> Extracted text
==================================================

In this experiment you will measure the motion of a glider down a tilted track using PASCO photogates (stated precision of 0.0001 seconds) connected to PASCO’s data logging and visualization software, Capstone, which will be set up as a timer for this experiment.

  1. Do not put a glider on the track without air flowing.

  2. Create a table of the common data including the masses of the gliders, the distance \(D\) between the legs of the air track and the heights of the two spacers.

  3. Measure and record the mass of both the large and small glider.

  4. Without the spacer present and the air track resting directly on the tabletop (with the black circle feet), place one of the gliders on the track and note any preferential drift of the glider. Adjust the height of the single leg (screw in or out) until the air track is level, as indicated by no preferential drift. Check both orientations of the glider on the track to check if the car is asymmetric and has a significant preferential drift on an otherwise level track. If this occurs, use another glider.

  5. Measure and record the distance \(D\). This is the center-to-center distance between the legs.

  6. Measure and record the heights, \(H\), of each of the two spacers with the provided Vernier caliper for greater precision.

  7. Four cases will be performed with a tilted air track, two gliders with two spacers (e.g. BIG spacer/small glider, BIG spacer/BIG glider, small spacer/small glider, small spacer/BIG glider).

  8. Determine a convenient point on the glider to use with the scale attached on the side of track. It doesn’t matter what point you choose, only that you use the same point for all determinations of \(\Delta s\) for that glider. A convenient point is the lower front or rear corner of the glider since it will be very close or overlapping with the length scale on the track itself.

==================================================

> What this exercise asks
[1] Based on the air track procedure, decide whether each statement agrees with the text. Answer yes or no, and quote the deciding words from the text.
(a) The photogates have a stated precision of 0.0001 seconds.
(b) The spacer heights are measured with a meter stick.
(c) The four cases are performed with the air track level.
[2] Copy the air track procedure from "6. Measure and" up to and including "small spacer/BIG glider).".
[3] Write what comes next in the air track procedure, starting after its last step.

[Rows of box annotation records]
==================================================

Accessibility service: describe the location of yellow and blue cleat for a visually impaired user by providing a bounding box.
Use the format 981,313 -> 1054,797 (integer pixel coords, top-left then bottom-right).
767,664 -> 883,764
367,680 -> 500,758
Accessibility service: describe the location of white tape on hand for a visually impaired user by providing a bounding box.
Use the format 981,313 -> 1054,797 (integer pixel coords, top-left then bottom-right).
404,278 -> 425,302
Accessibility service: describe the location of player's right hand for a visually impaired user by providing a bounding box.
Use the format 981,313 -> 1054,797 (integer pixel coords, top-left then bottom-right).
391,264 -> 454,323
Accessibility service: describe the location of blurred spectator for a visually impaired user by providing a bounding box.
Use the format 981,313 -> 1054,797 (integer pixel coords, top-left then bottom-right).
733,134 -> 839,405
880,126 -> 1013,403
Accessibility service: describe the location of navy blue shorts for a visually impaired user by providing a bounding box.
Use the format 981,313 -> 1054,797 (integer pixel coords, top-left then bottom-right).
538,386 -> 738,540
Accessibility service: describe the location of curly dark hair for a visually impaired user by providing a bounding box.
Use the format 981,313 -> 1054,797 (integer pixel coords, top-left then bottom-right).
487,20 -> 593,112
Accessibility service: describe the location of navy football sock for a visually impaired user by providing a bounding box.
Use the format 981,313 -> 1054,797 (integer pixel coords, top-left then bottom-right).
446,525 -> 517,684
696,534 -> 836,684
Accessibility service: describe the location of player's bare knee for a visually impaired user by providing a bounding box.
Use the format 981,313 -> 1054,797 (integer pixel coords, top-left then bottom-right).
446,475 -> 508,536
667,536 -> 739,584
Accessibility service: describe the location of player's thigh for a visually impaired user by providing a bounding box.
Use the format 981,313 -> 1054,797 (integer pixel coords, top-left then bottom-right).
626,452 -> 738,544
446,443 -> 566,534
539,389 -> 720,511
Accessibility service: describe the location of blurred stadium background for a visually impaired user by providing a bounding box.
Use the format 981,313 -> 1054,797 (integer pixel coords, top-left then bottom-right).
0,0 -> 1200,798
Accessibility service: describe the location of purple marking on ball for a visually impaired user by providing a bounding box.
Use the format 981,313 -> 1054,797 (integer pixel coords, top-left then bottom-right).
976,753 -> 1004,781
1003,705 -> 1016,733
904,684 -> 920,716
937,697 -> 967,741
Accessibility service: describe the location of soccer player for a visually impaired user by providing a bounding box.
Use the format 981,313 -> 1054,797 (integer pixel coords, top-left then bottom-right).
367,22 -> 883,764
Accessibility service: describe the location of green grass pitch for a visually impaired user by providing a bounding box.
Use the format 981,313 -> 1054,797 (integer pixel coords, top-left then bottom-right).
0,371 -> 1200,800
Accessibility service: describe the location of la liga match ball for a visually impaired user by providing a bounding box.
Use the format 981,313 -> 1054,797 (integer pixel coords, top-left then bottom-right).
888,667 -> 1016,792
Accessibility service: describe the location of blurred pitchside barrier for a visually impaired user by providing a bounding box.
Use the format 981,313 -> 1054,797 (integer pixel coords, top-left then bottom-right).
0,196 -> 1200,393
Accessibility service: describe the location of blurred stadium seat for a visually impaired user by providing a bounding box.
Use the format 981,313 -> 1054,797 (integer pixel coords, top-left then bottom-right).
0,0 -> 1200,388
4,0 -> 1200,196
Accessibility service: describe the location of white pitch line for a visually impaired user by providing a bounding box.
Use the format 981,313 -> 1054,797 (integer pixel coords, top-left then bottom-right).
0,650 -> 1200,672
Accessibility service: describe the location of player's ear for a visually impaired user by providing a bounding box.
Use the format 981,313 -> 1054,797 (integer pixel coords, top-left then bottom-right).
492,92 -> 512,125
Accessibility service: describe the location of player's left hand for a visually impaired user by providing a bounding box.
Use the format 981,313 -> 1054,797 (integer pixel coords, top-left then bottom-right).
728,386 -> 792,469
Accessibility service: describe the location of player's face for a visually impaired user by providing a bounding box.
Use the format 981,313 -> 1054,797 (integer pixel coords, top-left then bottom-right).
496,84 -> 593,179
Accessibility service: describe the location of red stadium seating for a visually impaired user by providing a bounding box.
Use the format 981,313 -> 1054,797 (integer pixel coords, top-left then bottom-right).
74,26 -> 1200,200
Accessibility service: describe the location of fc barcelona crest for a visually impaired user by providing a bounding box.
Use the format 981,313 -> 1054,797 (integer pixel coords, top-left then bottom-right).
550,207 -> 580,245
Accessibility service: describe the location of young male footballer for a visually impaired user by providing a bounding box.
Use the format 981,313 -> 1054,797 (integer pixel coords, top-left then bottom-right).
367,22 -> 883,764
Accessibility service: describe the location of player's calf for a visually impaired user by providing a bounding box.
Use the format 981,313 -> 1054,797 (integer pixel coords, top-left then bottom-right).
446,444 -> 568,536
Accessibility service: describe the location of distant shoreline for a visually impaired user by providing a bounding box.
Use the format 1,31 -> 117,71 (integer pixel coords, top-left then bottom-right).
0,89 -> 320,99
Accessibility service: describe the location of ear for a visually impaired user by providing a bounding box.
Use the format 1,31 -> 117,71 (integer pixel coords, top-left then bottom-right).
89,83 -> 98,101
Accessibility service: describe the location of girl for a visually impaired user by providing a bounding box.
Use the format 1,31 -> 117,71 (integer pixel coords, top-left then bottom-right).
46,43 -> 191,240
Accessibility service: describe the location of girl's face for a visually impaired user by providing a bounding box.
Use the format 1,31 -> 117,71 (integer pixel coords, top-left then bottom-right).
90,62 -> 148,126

==================================================

> Solved problems
[1]
(a) Yes: "stated precision of 0.0001 seconds"
(b) No: "with the provided Vernier caliper for greater precision"
(c) No: "Four cases will be performed with a tilted air track"

[2]
6. Measure and record the heights, \(H\), of each of the two spacers with the provided Vernier caliper for greater precision.

  7. Four cases will be performed with a tilted air track, two gliders with two spacers (e.g. BIG spacer/small glider, BIG spacer/BIG glider, small spacer/small glider, small spacer/BIG glider).

[3]
  9. For each of the four cases, perform the steps listed in Steps for each of the four cases with a tilted track and record the data appropriately in your spreadsheet

  10. For each the four cases:

  • Calculate the average of the measured \(g\)

  • Calculate the standard deviation of the measured \(g\)

  • Calculate the differences between your average \(g\) and the accepted value of \(g\)

  1. Also, using data from all trials from all the cases:

  • Calculate the average of the measured \(g\).

  • Calculate the standard deviation of the measured \(g\).

  • Calculate the differences between your average \(g\) and the accepted value of \(g\)

Steps for each of the four cases with a tilted track#

a. For each of the four cases with a tilted track create enough rows for the number of trials you are doing, and columns for each of the variables you will be measuring or deriving:

  • starting point at the top \(s_1\)

  • stopping point at the bottom \(s_0\)

  • distance between the photogates that the glider travels \(S\)

  • start time at the top \(t_1\)

  • time at the bottom \(t_0\)

  • time between the photogates \(\Delta t\)

  • calculated value of \(g\) using (20) for each of the five trials

  • average value of \(g\) from the five trials of each case

  • standard deviation of \(g\) from the five trials of each case

  • difference between the average value of \(g\) and the accepted value of \(9.803\,\text{m/s}^2\) for Fairfield, CT for each case

  • similarly, the average, standard deviation, and difference for \(g\) from all 20 trials across all 4 cases

b. Raise the single leg side of the track by placing a spacer under the knob.

c. Place the glider near the bottom of the track. Move it slowly as you approach the bottom photogate. Stop the glider at the exact location when the photogate’s red light comes on. Record position on the scale, \(s_0\).

d. Next, place the glider near the top of the track. Move it slowly as you approach the top photogate. Stop the glider at the exact location when the photogate’s red light comes on. Record position on the scale, \(s_1\).

e. Before you take the recorded data in the next step, take some practice runs. Your subsequent data will be much improved by your training! Press record in Capstone to start the timer.

NOTE

Capstone will display the time whenever a photogate beam is broken; the time at the higher (start) photogate \(t_1\) as well as the time at the lower (end) photogate \(t_0\). To determine the total transit time \(\Delta t\), take the difference of the start and end times.

f. Position the glider so it is blocking the top photogate and the red light is on. Place one finger on the track in front of the glider and gently move the glider up the track (to the right) until the red light on the photogate just goes out.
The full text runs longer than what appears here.